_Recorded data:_
━━━━━━━━

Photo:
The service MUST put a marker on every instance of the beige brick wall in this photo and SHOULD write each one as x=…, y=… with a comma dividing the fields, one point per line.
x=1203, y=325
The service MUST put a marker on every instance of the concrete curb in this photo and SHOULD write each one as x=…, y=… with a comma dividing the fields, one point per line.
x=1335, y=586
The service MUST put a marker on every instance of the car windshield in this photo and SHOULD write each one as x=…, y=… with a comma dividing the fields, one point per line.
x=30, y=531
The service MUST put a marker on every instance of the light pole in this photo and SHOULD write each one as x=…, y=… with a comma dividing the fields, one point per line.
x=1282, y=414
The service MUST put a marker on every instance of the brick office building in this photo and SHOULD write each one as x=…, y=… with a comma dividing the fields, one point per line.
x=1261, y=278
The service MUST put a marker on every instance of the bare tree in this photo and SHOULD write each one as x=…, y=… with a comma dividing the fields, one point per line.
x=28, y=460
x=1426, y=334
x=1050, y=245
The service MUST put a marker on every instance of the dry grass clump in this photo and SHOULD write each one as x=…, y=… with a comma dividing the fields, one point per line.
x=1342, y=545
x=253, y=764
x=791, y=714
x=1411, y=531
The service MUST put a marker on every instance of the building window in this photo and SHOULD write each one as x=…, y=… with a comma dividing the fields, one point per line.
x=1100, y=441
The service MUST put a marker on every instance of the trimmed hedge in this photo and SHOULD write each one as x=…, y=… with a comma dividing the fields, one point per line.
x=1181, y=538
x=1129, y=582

━━━━━━━━

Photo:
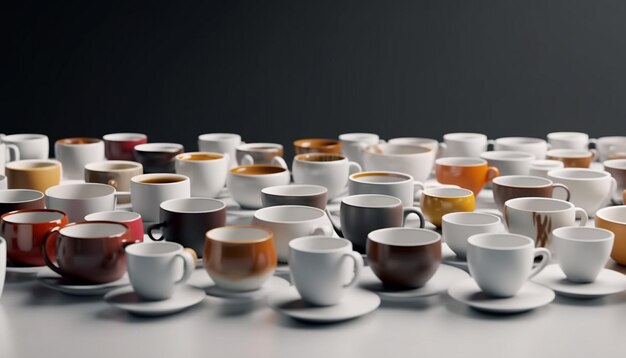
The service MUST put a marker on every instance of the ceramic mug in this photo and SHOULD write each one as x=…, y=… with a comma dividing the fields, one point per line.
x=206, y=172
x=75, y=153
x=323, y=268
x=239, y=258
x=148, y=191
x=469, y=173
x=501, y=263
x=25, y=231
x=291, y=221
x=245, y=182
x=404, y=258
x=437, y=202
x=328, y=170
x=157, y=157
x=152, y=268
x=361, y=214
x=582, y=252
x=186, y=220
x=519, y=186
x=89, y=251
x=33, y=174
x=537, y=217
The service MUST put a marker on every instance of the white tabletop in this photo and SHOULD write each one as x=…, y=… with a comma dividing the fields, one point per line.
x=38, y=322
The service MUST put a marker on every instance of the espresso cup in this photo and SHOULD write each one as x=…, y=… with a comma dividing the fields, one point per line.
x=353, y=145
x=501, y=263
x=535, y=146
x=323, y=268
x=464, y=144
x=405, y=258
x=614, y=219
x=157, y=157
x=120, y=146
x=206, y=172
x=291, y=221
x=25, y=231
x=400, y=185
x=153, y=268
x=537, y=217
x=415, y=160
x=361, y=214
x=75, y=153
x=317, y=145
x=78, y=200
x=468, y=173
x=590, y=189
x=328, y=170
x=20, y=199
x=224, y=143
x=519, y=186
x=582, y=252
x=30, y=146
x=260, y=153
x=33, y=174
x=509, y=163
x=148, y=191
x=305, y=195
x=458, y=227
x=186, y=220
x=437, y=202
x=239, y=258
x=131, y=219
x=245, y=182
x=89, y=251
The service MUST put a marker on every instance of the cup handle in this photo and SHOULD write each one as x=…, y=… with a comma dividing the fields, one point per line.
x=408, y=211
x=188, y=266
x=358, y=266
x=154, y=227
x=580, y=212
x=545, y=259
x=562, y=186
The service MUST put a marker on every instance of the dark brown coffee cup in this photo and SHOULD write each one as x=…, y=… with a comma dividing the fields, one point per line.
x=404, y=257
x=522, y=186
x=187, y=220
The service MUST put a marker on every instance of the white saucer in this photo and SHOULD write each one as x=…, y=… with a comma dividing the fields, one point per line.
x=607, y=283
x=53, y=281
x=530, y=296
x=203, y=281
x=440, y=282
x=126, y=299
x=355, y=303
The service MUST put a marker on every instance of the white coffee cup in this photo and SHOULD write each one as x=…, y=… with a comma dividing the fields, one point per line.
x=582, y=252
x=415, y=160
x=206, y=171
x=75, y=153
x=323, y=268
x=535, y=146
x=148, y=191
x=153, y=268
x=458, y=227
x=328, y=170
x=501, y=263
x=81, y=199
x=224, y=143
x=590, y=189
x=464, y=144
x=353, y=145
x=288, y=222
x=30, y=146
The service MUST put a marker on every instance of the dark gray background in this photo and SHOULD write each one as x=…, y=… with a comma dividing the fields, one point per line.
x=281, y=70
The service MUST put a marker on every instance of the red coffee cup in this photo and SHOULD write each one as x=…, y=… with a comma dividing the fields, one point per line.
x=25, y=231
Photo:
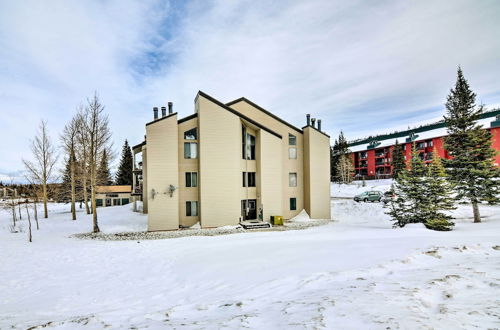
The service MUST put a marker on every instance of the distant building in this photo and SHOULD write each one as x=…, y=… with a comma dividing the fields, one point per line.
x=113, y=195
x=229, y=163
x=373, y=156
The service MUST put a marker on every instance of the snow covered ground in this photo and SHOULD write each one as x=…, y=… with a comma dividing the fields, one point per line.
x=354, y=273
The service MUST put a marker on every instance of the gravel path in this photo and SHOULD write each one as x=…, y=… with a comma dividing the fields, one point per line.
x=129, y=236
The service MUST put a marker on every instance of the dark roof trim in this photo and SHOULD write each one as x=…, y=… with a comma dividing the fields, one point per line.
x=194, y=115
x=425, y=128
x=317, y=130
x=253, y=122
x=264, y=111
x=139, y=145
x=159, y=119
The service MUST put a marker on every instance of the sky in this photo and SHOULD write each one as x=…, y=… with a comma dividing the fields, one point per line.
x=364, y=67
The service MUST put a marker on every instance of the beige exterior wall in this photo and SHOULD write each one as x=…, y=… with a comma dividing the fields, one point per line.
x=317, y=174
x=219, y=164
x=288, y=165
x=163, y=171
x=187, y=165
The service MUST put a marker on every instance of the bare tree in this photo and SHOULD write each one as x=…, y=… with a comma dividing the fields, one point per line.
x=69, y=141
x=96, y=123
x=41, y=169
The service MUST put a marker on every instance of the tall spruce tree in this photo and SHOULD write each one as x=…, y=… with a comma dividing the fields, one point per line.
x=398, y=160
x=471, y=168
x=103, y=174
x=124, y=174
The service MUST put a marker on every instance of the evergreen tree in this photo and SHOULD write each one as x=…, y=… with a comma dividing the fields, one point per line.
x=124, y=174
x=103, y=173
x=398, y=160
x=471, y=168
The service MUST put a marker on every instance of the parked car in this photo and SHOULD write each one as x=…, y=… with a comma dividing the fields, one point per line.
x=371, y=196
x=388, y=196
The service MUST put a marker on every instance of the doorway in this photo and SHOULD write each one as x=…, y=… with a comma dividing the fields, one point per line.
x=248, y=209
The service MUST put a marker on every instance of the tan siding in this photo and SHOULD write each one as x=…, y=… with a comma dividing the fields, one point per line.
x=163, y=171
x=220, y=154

━━━━━━━━

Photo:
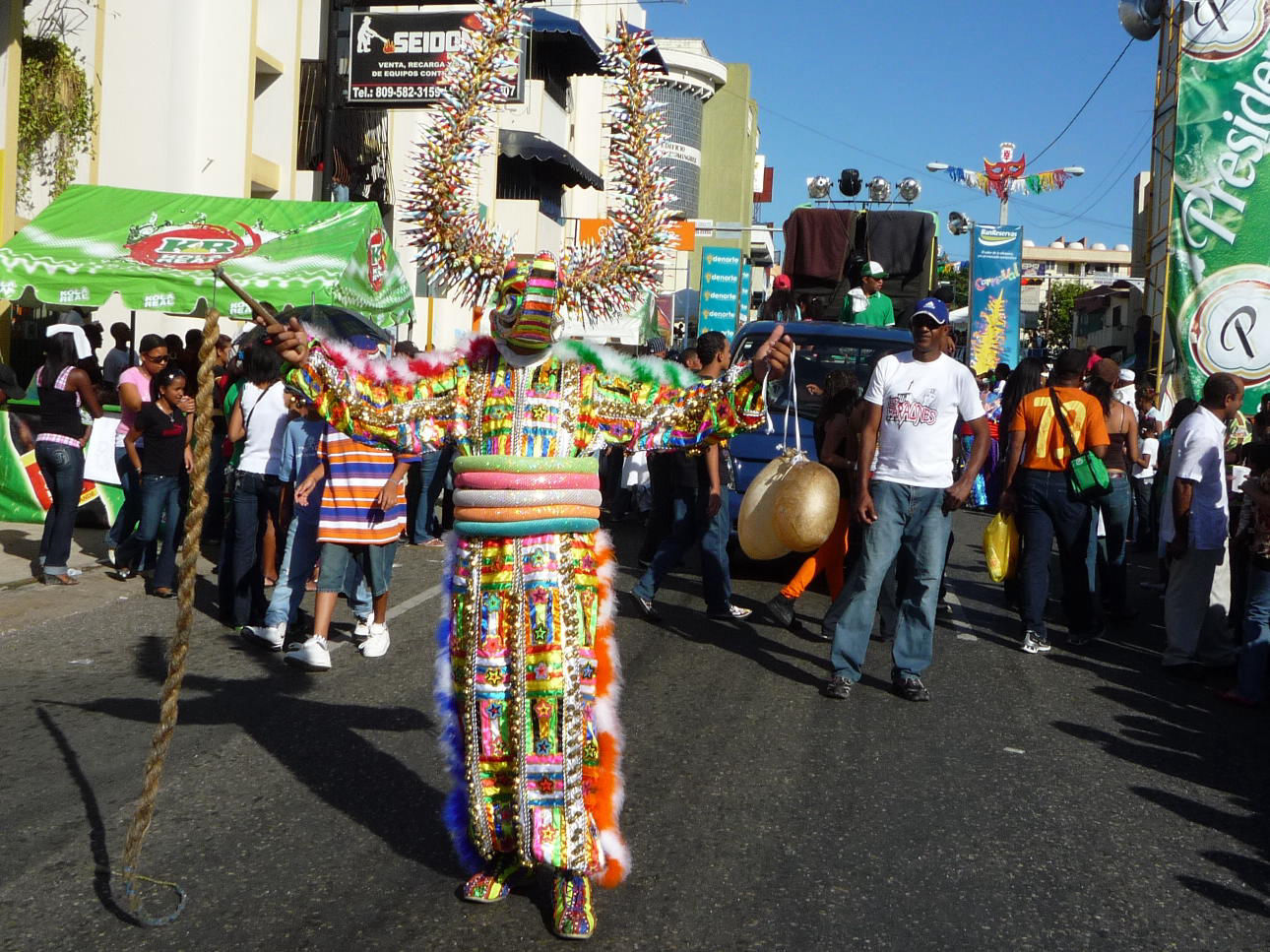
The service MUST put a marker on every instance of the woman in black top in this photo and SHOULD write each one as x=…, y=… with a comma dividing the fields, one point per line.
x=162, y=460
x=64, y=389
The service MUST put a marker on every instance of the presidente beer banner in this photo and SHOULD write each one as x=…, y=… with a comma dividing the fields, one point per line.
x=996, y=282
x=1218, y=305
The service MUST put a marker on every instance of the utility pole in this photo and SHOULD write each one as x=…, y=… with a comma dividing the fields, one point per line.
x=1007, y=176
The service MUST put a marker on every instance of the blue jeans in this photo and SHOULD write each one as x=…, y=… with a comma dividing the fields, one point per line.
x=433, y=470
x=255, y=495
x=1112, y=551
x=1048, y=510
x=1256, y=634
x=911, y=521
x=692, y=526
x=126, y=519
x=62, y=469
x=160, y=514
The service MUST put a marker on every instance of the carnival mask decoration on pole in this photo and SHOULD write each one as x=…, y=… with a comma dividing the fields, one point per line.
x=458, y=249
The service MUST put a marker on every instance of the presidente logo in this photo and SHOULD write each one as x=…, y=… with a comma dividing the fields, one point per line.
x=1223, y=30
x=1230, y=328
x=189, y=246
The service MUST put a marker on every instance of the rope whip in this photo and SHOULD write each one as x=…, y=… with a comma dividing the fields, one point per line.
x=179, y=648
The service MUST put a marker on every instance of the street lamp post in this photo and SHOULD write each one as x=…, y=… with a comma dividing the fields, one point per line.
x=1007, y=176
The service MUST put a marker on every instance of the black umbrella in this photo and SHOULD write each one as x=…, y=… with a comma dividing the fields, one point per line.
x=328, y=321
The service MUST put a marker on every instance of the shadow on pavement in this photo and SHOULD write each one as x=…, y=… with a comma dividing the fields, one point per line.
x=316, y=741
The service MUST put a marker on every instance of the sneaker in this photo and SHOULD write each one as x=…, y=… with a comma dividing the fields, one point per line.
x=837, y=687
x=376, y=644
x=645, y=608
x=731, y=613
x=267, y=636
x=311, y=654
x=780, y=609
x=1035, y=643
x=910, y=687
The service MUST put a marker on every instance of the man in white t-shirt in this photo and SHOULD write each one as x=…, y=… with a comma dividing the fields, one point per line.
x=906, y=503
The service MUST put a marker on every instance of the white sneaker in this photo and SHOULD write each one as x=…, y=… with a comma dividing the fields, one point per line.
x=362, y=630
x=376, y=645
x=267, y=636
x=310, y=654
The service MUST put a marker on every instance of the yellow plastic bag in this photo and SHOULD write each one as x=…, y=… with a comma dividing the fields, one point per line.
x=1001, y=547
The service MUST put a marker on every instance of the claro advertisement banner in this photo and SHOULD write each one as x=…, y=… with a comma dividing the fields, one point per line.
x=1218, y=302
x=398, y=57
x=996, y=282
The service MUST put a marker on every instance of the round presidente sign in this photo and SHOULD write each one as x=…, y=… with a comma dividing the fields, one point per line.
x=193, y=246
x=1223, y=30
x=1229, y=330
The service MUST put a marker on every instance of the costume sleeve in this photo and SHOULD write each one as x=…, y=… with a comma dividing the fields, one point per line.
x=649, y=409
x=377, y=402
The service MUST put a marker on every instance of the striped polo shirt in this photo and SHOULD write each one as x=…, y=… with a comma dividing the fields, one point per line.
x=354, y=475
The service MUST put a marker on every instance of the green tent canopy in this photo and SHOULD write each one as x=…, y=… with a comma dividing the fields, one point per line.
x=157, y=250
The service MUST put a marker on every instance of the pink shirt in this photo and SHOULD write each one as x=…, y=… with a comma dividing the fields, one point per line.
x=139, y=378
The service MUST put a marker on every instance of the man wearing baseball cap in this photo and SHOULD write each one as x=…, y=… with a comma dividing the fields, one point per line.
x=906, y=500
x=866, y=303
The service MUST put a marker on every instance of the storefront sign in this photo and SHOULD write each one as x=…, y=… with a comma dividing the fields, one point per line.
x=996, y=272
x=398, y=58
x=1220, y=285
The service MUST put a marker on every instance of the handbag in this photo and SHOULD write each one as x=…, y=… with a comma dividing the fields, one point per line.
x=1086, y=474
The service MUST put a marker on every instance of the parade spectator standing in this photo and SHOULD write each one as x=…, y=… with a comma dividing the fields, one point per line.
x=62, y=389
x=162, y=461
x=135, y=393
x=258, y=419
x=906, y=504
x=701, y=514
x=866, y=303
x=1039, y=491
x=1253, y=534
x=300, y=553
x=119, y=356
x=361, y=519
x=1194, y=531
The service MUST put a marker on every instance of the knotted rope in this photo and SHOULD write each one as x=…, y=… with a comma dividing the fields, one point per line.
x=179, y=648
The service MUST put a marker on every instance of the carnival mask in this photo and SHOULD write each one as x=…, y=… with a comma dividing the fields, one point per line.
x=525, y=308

━━━━━━━━

_Task statement:_
Please give the entries between the lines holding "of the building" and "x=1129, y=582", inclusive, as a two-column CSV with columns entry_text and answer. Put one entry per row, quote each field, and turn any line breaks into spaces.

_Completed task:_
entry_text,answer
"The service MUST put a marker on every instance of the building window in this photo and SHOULD write each one as x=…, y=… with a comma dividing the fields, one point per line.","x=1100, y=441"
"The service MUST put a marker on every instance of the trimmed hedge in this photo and SHOULD write each one as x=…, y=… with a comma dividing the fields, one point per line.","x=1181, y=538 x=1129, y=582"